ACTION ITEM: Each line of the data must be copied exactly.
---
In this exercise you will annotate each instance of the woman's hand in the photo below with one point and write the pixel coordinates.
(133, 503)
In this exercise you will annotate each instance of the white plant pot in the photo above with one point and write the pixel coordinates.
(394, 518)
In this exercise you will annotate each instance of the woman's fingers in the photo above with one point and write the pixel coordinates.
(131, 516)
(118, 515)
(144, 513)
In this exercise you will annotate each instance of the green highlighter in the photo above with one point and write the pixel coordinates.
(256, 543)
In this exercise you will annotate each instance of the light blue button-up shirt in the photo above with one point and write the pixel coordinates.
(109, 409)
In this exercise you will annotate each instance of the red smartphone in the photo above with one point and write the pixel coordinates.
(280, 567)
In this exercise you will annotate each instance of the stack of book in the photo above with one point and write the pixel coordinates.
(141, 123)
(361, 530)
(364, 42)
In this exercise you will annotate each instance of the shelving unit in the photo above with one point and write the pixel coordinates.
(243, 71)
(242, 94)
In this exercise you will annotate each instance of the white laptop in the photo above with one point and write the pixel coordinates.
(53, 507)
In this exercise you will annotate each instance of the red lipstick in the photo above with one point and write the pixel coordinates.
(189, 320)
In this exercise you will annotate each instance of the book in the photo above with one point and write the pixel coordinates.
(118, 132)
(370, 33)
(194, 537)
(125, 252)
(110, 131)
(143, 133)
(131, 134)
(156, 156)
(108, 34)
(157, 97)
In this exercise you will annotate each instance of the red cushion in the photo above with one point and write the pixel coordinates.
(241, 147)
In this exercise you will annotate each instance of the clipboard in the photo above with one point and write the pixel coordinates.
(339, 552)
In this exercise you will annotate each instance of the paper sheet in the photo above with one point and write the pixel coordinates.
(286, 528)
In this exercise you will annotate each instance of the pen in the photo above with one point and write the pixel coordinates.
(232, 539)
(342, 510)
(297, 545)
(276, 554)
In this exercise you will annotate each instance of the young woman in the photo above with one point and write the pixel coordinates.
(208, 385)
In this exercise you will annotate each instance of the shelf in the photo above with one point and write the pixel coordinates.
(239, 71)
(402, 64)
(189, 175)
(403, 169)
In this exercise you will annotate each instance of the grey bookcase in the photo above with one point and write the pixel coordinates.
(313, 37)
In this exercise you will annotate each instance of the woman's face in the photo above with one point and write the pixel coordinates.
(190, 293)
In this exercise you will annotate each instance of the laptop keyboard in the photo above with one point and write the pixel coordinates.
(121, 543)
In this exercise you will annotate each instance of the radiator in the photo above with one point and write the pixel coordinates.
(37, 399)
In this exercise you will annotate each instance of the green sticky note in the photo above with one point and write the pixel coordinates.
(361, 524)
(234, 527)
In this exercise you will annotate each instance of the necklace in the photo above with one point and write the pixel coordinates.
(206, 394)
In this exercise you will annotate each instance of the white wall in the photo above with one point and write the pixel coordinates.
---
RESULT:
In this exercise you will annotate each instance of the woman's hand in the photo below with one point and write the pixel coordinates.
(133, 503)
In this exercise you will annotate each instance of the white plant pot in the photo above with one point and write the pixel coordinates.
(394, 518)
In this exercise you will annotate each instance of the woman's fingers in the photo above with one point and write the pixel coordinates.
(131, 516)
(118, 515)
(144, 513)
In this exercise you will annotate each instance of the green highlighter in the photo above with one point and write the pixel coordinates.
(256, 543)
In this exercise you will annotate each instance of the light blue button-up shirt in the photo above with one point and write the pixel coordinates.
(109, 409)
In this exercise you will annotate each instance of the red smartphone in the photo above with one point and write the pixel coordinates.
(280, 567)
In this exercise you will annotate each instance of the stack of book in the photo above with one point and write the pixel coordinates.
(141, 123)
(361, 530)
(364, 42)
In this exercise you will annotate each instance of the shelving unit in the photo above with one point and write the pixel coordinates.
(243, 71)
(242, 94)
In this exercise you will annotate each instance of the white laptop in the photo above with one point and write the pixel coordinates.
(53, 507)
In this exercise you will annotate each instance of the red lipstick in the photo above with one point and write the pixel coordinates.
(189, 320)
In this exercise you will annotate each instance of the book in the photo above with one point and write the pixel coordinates.
(118, 132)
(370, 33)
(194, 537)
(125, 252)
(110, 131)
(143, 133)
(131, 134)
(156, 156)
(108, 34)
(157, 97)
In this exercise you will annotate each instance of the red cushion in the photo above with one point and write the pixel coordinates.
(241, 147)
In this exercise you will annotate each instance of the clipboard in the photo above with one point and write the pixel coordinates.
(339, 552)
In this exercise you will annotate each instance of the paper sheet in the photo above with one point and write the pixel coordinates.
(286, 528)
In this exercise you will annotate each instance of the pen in the photo above with one point and write the pixel coordinates.
(232, 539)
(342, 510)
(297, 545)
(276, 554)
In this exercise you will annotate each instance of the young woman in the photo above with one point and write the pixel coordinates.
(208, 385)
In this exercise you will annotate each instance of the shelf in the photo above with one point and write the pixel coordinates.
(239, 71)
(402, 64)
(189, 175)
(403, 169)
In this exercise you will annotate each instance of the grey bookcase in the photo above with one point and write the pixel coordinates.
(313, 37)
In this exercise you will annotate each instance of the woman's face in the photo above with one point and write the pixel coordinates.
(190, 293)
In this exercise you will annotate each instance of the laptop keyboard in the photo above with one point and write the pixel coordinates.
(121, 543)
In this exercise you will annotate each instance of the radiator in the photo above with one point and write the pixel coordinates.
(37, 399)
In this exercise you will annotate each instance of the green sticky note in the photo above with one point and write the pixel coordinates.
(361, 524)
(234, 527)
In this exercise you will annotate each instance of the necklace in the photo above with one point and write the pixel coordinates.
(206, 394)
In this exercise you will annotate each instance of the white wall in the photo above with one point and write the pixel coordinates.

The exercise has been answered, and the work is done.